*WHAT YOU ARE ASKED TO DO*.
Copy all of the data below word for word, keeping every line the same.
===== RECORDED INFORMATION
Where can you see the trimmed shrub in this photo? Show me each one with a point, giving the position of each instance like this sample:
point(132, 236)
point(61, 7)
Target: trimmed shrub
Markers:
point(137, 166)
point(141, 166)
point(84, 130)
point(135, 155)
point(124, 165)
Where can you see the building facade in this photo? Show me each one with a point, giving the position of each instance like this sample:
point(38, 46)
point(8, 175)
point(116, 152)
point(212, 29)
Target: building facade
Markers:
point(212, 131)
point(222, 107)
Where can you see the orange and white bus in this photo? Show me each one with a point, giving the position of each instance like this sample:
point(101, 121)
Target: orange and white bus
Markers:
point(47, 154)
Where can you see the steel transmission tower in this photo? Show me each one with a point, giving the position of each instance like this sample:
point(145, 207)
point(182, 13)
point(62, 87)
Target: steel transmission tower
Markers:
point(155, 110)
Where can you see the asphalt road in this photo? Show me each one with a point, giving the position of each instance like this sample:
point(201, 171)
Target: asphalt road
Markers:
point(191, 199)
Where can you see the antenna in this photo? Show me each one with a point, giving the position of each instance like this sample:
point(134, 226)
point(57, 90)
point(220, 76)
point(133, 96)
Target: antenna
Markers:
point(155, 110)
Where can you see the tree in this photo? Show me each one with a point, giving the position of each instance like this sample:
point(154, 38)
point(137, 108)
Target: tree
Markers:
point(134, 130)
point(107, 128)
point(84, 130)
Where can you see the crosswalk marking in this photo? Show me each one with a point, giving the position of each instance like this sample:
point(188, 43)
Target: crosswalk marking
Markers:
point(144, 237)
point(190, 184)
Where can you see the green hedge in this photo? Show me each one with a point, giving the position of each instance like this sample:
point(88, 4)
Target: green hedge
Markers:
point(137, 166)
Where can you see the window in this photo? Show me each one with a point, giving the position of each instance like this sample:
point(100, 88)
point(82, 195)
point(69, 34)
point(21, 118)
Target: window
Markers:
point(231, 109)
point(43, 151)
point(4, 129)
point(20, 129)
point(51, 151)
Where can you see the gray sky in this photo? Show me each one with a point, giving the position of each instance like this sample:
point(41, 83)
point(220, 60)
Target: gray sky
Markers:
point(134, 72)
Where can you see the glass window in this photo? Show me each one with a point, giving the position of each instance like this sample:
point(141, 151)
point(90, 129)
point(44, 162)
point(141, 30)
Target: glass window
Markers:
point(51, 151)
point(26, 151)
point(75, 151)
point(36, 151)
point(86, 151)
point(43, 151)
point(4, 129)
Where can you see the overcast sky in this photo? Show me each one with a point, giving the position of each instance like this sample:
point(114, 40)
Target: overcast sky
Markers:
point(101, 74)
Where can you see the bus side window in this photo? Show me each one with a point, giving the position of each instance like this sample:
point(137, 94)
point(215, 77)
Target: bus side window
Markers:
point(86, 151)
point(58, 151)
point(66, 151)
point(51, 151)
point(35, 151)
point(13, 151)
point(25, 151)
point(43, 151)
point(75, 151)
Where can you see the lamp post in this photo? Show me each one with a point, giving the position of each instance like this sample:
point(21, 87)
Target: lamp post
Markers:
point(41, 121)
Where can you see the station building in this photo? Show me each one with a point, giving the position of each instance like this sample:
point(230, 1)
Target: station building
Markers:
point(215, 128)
==========
*THE COMPLETED TASK*.
Where can you see the trimmed shrub in this photo? Show me each one with a point, giving the position of each instance like this sample:
point(132, 236)
point(61, 7)
Target: trimmed shrub
Markers:
point(137, 166)
point(141, 166)
point(84, 130)
point(135, 155)
point(124, 165)
Where can you see the building facade in this photo? Show me each one with a point, giving the position of each instance like this sample:
point(38, 46)
point(8, 175)
point(116, 152)
point(212, 29)
Target: building facade
Markers:
point(212, 131)
point(222, 107)
Where can you see the orange and white bus in this photo? Show me each one with a point, giving the position of each instance like this sample:
point(101, 121)
Target: orange and white bus
Markers:
point(47, 154)
Where can you see the steel transmission tower in this photo? Show me each one with a point, giving the position of each instance like this sample:
point(145, 207)
point(182, 13)
point(62, 87)
Target: steel transmission tower
Markers:
point(155, 110)
Where can you see the asphalt road in this photo? Show me each one with a point, giving the position of each instance like this sample:
point(201, 171)
Target: asphalt road
Markers:
point(191, 199)
Where can you see the antenna in this photo? Show me each one with a point, giving the position of each instance like this sample:
point(134, 226)
point(57, 90)
point(220, 76)
point(133, 96)
Target: antenna
Markers:
point(155, 110)
Where can you see the tree in this photo? Show me each one with a point, giving the position of each instance like this sample:
point(154, 38)
point(137, 108)
Target: tree
Markers:
point(134, 130)
point(107, 128)
point(84, 130)
Where can you see the crosswalk marking in this photo? Show me each one with a point, giving the position of each instance like this sample:
point(188, 43)
Target: crosswalk marking
Markers:
point(144, 237)
point(190, 184)
Where can you see the green hedge in this photo? Show me each one with a point, giving the position of each instance like this sample:
point(88, 4)
Target: green hedge
Markers:
point(137, 166)
Where can you see the window in this photo? Show me each one with a point, giving the position of each instance like this sample:
point(100, 88)
point(82, 195)
point(69, 34)
point(21, 118)
Target: window
Markers:
point(231, 109)
point(43, 151)
point(4, 129)
point(20, 129)
point(51, 151)
Where can you see the gray sky in this photo? Show me each one with a point, giving the position of each instance like this sample:
point(41, 83)
point(220, 60)
Target: gray sky
Markers:
point(134, 72)
Where can you see the glass window in this photo? Show me each one with a point, giving the position of each instance like this sample:
point(141, 151)
point(90, 129)
point(44, 162)
point(141, 30)
Target: glass window
Markers:
point(51, 151)
point(26, 151)
point(75, 151)
point(36, 151)
point(86, 151)
point(43, 151)
point(4, 129)
Where can you see the overcast sky in this photo? Show me each one with a point, giving the position of each instance like this sample:
point(114, 40)
Target: overcast sky
Markers:
point(101, 74)
Where can you see the bus side window in this photo? Show me each one with a point, giving the position of each instance like this sample:
point(137, 94)
point(215, 77)
Target: bus side window
Markers:
point(86, 151)
point(58, 151)
point(66, 151)
point(51, 151)
point(35, 151)
point(13, 151)
point(25, 151)
point(43, 151)
point(75, 151)
Where can you see the lamp post in this photo? Show me each one with a point, giving the position of each instance like this sample:
point(21, 87)
Target: lamp post
Markers:
point(41, 121)
Where can you see the station building in this photo? Show me each one with a point, giving the position of each instance like this sample:
point(230, 1)
Target: station building
Markers:
point(215, 128)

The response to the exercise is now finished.